──────── Supplied material
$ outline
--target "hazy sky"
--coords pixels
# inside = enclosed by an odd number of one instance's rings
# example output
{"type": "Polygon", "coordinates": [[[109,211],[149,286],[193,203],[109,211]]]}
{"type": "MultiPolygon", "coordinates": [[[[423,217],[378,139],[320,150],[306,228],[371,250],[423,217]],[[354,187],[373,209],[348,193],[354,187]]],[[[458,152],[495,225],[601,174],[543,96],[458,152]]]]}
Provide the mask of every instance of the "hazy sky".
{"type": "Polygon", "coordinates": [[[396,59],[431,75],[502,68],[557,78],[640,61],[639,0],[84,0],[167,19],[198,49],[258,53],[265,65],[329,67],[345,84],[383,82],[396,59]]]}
────────────────
Problem: Each entry above must be printed exactly as written.

Task output:
$ outline
--target "hazy sky"
--coords pixels
# inside = enclosed by an odd number of one instance's rings
# example output
{"type": "Polygon", "coordinates": [[[109,211],[149,286],[193,203],[109,211]]]}
{"type": "MultiPolygon", "coordinates": [[[[423,217],[378,139],[320,150],[306,228],[371,250],[423,217]],[[354,187],[373,209],[348,193],[354,187]]],[[[458,152],[495,225],[601,174],[543,96],[458,152]]]]}
Provide the mask of every instance of the "hazy sky".
{"type": "Polygon", "coordinates": [[[396,59],[431,75],[502,68],[557,78],[640,61],[639,0],[84,0],[167,19],[198,49],[258,53],[265,65],[329,67],[345,84],[383,82],[396,59]]]}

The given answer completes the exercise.